TASK DESCRIPTION —
Reproduce the Brevity Act article below word for word, from "No single Amendment" up to and including "the whole thing!".

The Brevity Act: Time for a 28th Amendment

Earlier this year, Congress passed a “Stimulus” Bill. It was 973 pages long. This past Friday, the House passed a “Climate Change” Bill. It was more than 1200 pages long.

This got me wondering: how long, exactly, is our Constitution? How many pages did it take our country’s founders to lay out the structure and functions of our Federal Government?

Easy to answer. I found the Constitution online and copied it into a Word document, in Times New Roman 12 point type. So how long is it?

Including the preamble, all signatures and all 27 amendments, it’s 20 pages.

Without the signatures and amendments, it’s 11 pages.

Think about that. The entire foundation of our country – the complete design for our entire government — is clearly explained in only 11 pages.

No single Amendment is a full page. Many are only a single sentence.

Yet the bill that was passed on June 26, 2009 by 219 of our elected representatives — people to whom we’ve entrusted our Constitution, men and women who have sworn an oath to uphold it – was more than 1200 pages long. That’s over 100 times longer than the U.S. Constitution! And not one member of Congress, NOT ONE, read the whole thing!

(Point labeling data from photos)
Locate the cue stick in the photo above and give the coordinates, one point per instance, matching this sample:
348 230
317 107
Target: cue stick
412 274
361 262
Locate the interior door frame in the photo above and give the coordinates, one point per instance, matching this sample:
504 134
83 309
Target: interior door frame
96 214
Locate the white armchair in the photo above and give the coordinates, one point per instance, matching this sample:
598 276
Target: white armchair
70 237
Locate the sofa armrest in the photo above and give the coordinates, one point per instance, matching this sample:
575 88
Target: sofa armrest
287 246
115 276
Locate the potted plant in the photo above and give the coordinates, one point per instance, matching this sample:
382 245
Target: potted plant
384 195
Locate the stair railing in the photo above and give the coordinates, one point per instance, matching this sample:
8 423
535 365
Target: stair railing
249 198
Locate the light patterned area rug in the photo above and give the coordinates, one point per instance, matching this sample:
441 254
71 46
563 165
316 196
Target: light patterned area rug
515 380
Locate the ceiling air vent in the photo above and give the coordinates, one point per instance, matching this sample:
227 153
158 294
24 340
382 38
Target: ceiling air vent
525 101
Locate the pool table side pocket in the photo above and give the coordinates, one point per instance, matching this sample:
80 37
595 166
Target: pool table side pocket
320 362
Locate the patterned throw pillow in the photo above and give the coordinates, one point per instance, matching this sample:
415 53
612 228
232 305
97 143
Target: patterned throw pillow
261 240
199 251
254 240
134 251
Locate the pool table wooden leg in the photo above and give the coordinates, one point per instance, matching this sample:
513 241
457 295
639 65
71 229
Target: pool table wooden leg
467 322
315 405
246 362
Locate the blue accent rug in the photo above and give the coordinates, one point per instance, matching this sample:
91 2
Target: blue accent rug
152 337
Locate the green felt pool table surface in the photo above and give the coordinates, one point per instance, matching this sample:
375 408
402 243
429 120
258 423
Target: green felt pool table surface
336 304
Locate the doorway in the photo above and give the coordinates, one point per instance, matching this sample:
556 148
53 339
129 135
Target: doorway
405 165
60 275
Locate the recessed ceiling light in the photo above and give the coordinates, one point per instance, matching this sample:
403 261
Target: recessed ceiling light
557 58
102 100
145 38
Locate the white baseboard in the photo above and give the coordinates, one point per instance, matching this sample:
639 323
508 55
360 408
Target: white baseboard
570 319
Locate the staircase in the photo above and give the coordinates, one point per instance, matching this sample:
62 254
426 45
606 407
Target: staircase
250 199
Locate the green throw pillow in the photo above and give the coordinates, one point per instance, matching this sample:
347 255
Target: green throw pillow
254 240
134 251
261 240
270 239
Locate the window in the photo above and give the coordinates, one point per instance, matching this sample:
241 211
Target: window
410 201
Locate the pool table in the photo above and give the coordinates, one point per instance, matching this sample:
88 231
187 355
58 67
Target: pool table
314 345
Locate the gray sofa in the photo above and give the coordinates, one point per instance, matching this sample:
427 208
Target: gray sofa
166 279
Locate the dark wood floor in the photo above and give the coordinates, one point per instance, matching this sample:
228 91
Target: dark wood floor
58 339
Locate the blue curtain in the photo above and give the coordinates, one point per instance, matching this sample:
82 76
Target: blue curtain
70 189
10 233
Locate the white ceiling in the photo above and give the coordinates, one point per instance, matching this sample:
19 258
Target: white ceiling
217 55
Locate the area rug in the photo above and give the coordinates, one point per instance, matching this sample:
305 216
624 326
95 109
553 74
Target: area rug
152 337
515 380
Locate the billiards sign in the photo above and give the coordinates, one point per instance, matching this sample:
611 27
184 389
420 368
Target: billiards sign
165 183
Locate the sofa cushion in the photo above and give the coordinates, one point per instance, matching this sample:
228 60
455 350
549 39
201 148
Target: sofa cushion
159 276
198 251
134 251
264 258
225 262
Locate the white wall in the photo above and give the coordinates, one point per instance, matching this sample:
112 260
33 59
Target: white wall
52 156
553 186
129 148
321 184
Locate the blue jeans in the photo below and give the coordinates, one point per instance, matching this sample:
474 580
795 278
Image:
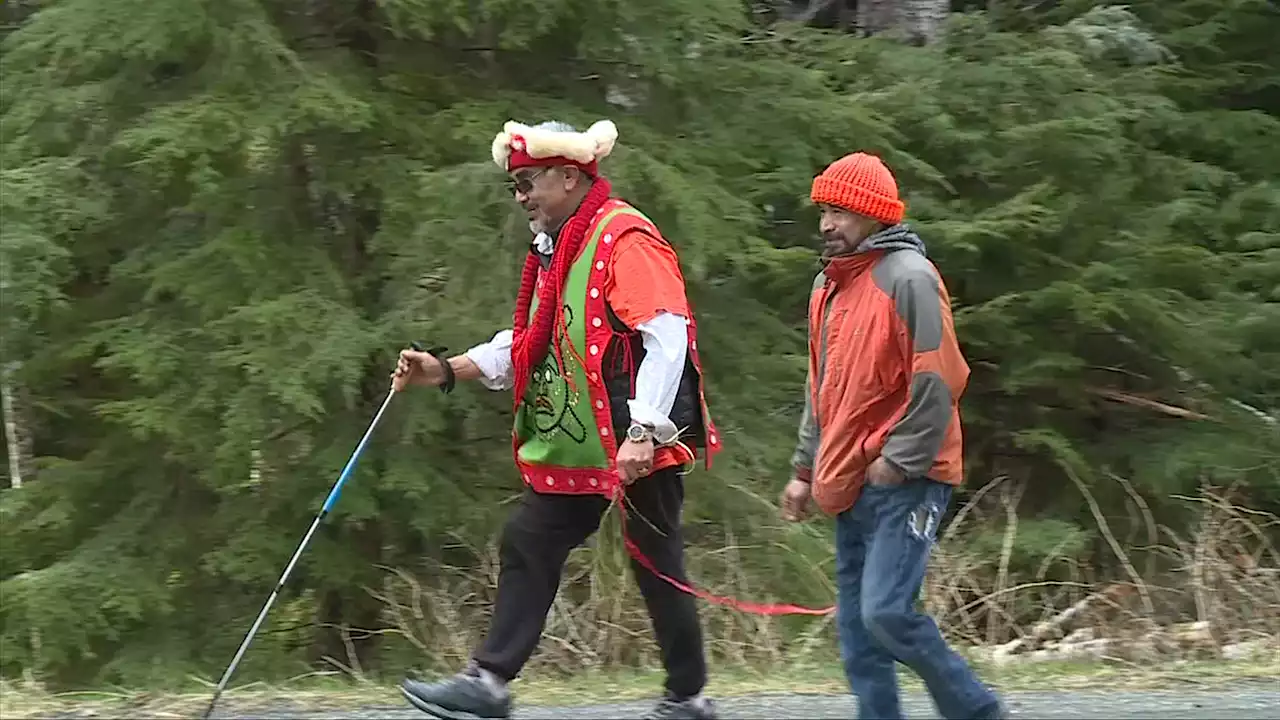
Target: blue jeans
882 547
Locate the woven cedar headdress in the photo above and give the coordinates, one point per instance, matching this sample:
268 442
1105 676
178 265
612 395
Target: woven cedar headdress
549 145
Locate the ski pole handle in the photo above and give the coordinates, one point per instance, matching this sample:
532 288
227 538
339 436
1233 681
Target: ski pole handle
438 352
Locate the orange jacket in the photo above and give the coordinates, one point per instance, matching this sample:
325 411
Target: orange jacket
885 372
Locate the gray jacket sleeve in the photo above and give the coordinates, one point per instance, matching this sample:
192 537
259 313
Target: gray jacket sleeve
938 373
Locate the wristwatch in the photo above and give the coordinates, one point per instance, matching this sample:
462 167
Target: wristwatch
639 433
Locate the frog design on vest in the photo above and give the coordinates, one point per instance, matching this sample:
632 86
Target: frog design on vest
567 387
553 400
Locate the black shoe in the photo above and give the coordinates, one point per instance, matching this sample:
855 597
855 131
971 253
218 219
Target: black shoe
466 696
690 709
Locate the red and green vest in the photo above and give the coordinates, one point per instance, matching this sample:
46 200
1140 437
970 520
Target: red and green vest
563 434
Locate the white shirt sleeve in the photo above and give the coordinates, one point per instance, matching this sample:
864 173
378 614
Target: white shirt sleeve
493 358
666 342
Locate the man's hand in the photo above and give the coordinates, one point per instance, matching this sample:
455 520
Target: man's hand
881 473
416 368
795 500
634 460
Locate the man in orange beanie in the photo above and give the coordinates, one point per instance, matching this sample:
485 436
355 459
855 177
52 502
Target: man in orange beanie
880 441
607 386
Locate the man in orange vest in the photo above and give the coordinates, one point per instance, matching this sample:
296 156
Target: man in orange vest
607 384
880 442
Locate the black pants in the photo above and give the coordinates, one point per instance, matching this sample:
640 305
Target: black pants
536 541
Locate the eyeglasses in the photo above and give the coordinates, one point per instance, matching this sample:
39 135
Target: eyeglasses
524 185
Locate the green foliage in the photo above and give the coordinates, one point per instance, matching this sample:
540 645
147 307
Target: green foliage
223 219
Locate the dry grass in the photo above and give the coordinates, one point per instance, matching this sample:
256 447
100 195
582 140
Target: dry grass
1164 609
1210 595
1214 592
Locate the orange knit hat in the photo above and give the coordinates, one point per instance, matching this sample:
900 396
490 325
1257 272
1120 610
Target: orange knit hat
859 183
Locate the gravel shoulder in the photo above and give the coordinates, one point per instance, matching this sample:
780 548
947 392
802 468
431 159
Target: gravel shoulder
1246 701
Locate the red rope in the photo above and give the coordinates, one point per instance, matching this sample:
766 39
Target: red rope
745 606
530 340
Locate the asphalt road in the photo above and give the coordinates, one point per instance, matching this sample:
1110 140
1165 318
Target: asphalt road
1252 701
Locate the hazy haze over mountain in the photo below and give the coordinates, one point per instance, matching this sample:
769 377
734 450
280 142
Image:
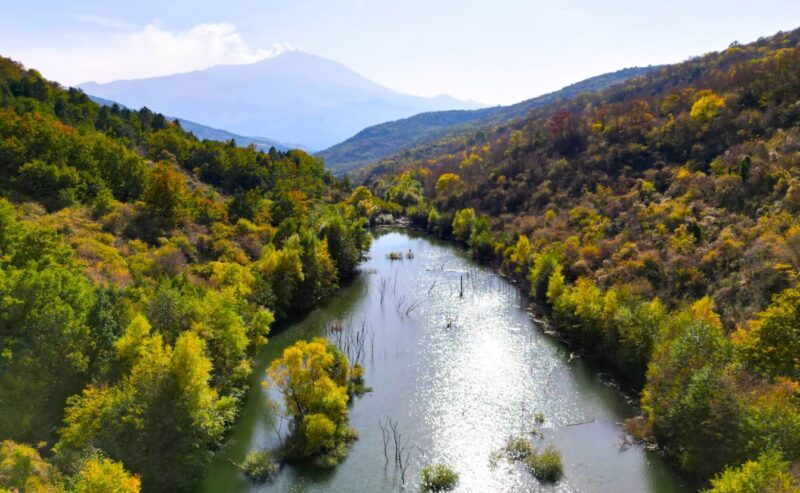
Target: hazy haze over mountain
293 97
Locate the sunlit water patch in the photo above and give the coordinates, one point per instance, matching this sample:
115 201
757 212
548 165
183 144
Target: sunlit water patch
456 361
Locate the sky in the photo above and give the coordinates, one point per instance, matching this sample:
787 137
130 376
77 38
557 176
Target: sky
495 52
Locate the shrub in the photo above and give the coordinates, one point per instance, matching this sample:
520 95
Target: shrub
546 465
438 477
259 466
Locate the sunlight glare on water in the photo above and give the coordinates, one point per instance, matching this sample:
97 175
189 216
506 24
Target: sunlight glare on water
459 375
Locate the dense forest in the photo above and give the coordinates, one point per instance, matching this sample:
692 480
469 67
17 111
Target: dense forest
656 225
140 272
401 136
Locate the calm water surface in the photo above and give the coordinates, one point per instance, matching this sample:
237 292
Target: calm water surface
459 375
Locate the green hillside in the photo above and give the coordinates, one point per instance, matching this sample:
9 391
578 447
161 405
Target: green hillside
140 272
397 137
656 223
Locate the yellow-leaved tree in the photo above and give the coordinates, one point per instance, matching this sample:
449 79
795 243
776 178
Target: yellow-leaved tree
313 378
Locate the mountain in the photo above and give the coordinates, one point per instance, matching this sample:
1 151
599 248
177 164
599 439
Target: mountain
383 140
204 132
140 270
293 97
657 224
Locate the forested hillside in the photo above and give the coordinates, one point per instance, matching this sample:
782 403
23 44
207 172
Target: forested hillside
403 136
656 223
140 271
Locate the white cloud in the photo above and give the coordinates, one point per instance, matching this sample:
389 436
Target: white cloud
145 52
106 22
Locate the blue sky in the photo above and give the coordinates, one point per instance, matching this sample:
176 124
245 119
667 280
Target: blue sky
498 51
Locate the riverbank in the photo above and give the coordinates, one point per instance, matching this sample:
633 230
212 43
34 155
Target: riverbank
459 375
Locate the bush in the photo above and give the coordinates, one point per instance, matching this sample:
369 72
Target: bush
546 466
259 466
438 478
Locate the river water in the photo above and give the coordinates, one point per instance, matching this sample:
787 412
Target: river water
459 374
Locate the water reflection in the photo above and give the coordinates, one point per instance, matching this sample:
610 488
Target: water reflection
459 364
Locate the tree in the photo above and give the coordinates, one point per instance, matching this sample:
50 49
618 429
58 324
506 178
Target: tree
313 377
105 476
707 106
342 245
462 224
23 469
165 194
771 342
769 473
448 185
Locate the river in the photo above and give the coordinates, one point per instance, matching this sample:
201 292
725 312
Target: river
459 374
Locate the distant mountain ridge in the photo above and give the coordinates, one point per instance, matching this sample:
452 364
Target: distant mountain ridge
204 132
385 139
293 97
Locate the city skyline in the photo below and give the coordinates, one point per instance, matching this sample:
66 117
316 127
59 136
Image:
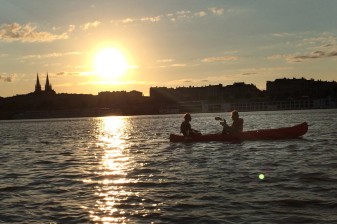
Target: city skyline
175 43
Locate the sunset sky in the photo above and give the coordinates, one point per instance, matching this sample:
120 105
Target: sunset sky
163 43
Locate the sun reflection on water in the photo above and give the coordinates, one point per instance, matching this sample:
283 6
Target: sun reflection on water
111 175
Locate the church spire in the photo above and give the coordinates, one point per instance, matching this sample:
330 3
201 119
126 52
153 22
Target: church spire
48 86
37 85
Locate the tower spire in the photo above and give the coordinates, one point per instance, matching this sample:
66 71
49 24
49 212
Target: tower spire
37 85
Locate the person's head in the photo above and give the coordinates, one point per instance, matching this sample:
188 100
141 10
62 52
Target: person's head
187 117
235 114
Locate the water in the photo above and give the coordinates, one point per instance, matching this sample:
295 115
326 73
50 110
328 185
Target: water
124 169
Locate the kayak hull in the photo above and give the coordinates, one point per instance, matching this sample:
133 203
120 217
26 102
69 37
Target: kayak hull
263 134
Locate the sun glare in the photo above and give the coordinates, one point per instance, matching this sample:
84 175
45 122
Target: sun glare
110 63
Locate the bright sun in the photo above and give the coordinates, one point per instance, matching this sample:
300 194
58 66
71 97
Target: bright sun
110 62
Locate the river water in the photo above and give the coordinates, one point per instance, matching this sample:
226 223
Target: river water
124 169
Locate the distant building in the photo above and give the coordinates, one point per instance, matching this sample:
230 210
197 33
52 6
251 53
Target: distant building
300 88
48 87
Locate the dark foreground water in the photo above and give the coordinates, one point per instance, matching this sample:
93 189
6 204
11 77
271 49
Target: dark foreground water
124 169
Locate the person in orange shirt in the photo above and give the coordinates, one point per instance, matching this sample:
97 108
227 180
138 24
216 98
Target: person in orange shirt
185 126
237 125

CORRECT RESULT —
No single Amendment is a full page. Many are only a single sentence.

Yet the bill that was passed on June 26, 2009 by 219 of our elected representatives — people to whom we’ve entrusted our Constitution, men and women who have sworn an oath to uphold it – was more than 1200 pages long. That’s over 100 times longer than the U.S. Constitution! And not one member of Congress, NOT ONE, read the whole thing!